━━ TEXT EXCERPT ━━

For example, and here we go to the inequalities,

the numbers of internet users have increased,

but there are large connectivity gaps,

particularly in terms of the broadband internet.

The use of cellular phones is almost universal,

but for many of the useful applications in education, health, et cetera,

it's necessary to have computers and tablets,

and the penetration,

ownership of tablets and computers is a unique role,

and very low among the poorer segments of the population.

Then you have the digitalization of large enterprises,

which is almost at the level of the developed countries,

and then this demand high skilled workers and everything

that Daniel was correctly pointing out,

but this is not the case for the majority of the small and medium-sized enterprises,

and much less for the micro-enterprises

that employ workers with much lower level of skills,

including digital skills.

The digital transformation agenda is pretty clear

for the region as a whole and for countries,

but I think there are a lot of governance and regulatory issues

that have to be-- and of course, financial issues,

to mobilize the necessary resources.

-In the current economic situation,

there is a lot of focus on productivity

and people saying, "This is what we have to get up.

This is what we have to tackle,"

but productivity doesn't measure everything, does it?

It doesn't, for example, measure the state of workers' rights,

or the state of equality,

or how a country is dealing with discrimination.

Do you think there's any kind of danger that

we might get too obsessed with this one particular metric,

and move away from the broader picture of decent work and social justice?

-I mean, that's a very good point, we should be clear about that,

that productivity-- basically, it's an efficiency measure.

It doesn't say anything about distribution,

it doesn't say anything about workers' rights, et cetera.

However, without productivity, there's not much you can do.

━━━
━━ DATA ━━

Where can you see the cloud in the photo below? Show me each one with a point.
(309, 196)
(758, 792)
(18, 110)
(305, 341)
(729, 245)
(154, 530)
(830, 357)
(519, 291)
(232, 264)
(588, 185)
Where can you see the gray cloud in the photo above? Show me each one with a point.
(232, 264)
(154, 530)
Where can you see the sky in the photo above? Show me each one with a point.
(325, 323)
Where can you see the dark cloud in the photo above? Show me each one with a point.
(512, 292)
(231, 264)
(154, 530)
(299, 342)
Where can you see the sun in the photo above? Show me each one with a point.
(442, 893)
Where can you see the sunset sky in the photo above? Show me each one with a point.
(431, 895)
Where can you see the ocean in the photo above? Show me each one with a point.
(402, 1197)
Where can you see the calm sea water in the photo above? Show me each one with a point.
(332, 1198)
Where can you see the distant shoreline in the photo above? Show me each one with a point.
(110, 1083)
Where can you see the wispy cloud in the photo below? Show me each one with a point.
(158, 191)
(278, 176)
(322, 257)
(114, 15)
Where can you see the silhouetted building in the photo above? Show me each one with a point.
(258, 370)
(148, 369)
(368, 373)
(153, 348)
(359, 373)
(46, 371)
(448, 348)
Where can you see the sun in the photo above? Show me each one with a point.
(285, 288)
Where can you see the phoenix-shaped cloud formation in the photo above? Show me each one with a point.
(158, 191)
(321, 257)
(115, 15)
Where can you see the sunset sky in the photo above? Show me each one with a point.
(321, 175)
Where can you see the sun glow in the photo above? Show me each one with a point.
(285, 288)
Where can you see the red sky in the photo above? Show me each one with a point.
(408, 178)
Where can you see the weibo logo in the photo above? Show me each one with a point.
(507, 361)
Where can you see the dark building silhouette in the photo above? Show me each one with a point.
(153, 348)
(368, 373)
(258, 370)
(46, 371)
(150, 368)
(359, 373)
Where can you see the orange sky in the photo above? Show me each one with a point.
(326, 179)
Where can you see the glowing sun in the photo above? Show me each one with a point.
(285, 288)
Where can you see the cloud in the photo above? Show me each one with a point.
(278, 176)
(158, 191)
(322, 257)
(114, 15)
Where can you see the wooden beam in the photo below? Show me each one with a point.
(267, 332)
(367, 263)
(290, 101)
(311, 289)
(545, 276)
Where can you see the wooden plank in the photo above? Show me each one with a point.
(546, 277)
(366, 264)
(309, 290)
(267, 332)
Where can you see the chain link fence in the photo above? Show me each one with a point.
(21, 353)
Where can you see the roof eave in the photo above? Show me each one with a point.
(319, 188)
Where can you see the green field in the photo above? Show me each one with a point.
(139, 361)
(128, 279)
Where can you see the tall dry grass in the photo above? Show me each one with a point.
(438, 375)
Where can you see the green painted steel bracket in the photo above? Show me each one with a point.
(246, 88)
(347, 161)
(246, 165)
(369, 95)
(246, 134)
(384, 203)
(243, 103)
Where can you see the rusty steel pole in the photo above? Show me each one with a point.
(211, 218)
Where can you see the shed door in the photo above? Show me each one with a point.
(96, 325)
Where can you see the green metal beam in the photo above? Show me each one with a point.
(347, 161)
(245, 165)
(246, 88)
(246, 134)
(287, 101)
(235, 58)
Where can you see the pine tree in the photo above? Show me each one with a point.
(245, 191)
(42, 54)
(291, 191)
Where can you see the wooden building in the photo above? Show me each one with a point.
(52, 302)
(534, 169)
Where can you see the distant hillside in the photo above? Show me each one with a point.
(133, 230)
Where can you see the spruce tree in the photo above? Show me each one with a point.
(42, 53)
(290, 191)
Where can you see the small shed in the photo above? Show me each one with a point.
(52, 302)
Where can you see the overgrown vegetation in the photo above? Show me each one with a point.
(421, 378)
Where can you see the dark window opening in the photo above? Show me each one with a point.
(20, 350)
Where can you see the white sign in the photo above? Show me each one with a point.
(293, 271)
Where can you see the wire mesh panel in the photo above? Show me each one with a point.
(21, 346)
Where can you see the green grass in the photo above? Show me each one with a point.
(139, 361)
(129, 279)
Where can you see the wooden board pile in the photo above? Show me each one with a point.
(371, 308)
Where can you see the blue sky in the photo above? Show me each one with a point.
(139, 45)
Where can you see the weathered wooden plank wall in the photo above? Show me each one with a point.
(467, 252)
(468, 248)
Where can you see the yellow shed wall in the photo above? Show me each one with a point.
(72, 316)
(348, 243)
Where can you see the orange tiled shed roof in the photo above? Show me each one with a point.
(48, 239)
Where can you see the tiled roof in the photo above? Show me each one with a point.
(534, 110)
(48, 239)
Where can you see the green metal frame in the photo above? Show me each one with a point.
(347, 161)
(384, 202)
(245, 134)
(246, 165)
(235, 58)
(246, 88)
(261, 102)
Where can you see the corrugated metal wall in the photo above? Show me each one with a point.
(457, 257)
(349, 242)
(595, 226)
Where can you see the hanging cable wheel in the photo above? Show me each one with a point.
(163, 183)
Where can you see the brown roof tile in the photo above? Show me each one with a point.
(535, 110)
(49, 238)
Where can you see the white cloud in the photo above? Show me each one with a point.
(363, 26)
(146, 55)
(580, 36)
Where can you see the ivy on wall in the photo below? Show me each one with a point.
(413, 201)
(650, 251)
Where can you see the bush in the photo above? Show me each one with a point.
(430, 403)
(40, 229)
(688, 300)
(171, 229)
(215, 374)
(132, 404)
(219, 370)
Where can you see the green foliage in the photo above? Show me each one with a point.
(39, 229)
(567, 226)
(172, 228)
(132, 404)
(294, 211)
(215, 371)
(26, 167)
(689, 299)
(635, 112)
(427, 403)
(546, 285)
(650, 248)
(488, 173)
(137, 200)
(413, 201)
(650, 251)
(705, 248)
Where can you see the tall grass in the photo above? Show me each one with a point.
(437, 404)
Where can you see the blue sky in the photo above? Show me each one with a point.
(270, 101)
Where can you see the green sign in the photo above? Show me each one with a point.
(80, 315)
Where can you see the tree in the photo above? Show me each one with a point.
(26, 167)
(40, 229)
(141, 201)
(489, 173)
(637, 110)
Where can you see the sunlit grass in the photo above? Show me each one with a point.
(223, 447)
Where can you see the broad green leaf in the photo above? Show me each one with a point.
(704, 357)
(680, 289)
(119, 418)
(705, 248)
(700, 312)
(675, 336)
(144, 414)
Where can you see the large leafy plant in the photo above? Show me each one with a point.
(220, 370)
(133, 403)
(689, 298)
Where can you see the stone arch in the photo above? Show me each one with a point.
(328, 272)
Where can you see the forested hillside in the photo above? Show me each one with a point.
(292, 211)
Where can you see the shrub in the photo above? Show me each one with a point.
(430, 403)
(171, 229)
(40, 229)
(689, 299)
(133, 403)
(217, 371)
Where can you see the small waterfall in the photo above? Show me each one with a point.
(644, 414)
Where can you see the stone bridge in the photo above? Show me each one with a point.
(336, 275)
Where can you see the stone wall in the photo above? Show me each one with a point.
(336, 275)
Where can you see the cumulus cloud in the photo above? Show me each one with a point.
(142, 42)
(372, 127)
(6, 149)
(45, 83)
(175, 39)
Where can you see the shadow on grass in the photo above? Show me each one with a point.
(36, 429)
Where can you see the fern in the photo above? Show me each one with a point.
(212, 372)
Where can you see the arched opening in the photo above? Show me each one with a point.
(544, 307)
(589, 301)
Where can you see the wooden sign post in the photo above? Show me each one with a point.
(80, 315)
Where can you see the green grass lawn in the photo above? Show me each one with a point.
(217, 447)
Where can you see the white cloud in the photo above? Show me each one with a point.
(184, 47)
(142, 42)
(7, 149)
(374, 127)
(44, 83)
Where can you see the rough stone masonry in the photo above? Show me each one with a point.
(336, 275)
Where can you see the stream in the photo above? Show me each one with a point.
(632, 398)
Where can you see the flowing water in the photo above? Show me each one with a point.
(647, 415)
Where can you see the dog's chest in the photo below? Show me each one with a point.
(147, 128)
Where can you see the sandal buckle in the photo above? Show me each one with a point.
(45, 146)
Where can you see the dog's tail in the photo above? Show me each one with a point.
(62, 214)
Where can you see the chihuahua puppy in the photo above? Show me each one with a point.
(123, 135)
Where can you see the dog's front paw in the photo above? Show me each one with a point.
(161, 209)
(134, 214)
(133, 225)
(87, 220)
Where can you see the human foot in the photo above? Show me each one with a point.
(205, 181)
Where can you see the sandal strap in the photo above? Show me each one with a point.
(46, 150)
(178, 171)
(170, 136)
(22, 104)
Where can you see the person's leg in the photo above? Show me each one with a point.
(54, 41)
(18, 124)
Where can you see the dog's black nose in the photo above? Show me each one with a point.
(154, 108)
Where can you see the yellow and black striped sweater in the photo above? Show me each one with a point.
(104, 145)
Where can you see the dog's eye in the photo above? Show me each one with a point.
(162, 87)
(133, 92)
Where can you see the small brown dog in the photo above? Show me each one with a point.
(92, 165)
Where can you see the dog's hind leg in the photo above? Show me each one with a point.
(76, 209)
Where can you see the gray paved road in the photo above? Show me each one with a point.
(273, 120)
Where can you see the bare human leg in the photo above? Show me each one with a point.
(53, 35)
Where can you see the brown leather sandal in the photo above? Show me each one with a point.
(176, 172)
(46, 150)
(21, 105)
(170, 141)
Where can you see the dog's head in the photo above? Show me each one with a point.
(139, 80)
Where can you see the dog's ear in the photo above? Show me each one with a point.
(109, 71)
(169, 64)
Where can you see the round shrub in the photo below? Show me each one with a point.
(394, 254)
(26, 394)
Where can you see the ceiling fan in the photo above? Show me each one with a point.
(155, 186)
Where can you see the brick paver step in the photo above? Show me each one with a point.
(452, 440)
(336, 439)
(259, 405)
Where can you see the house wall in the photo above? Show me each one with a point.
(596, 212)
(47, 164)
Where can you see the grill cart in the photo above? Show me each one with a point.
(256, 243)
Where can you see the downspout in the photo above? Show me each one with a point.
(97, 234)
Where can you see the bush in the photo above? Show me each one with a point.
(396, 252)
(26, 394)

━━━

:: TASKS AND EXERCISES ::
1 - Return everything in the transcript from "but this is" down to "including digital skills.".
2 - Decide whether each statement below agrees with the transcript, answering yes or no and quoting the words from the transcript that settle it.
(a) The use of cellular phones is almost universal.
(b) Most small and medium-sized enterprises have reached about the same level of digitalization as developed countries.
(c) Productivity measures the state of workers' rights.
3 - In the transcript, what kind of measure is productivity said to be, basically?

:: RESULTS ::
1 -
but this is not the case for the majority of the small and medium-sized enterprises,

and much less for the micro-enterprises

that employ workers with much lower level of skills,

including digital skills.

2 -
(a) Yes: "The use of cellular phones is almost universal"
(b) No: "but this is not the case for the majority of the small and medium-sized enterprises"
(c) No: "It doesn't, for example, measure the state of workers' rights"

3 - An efficiency measure.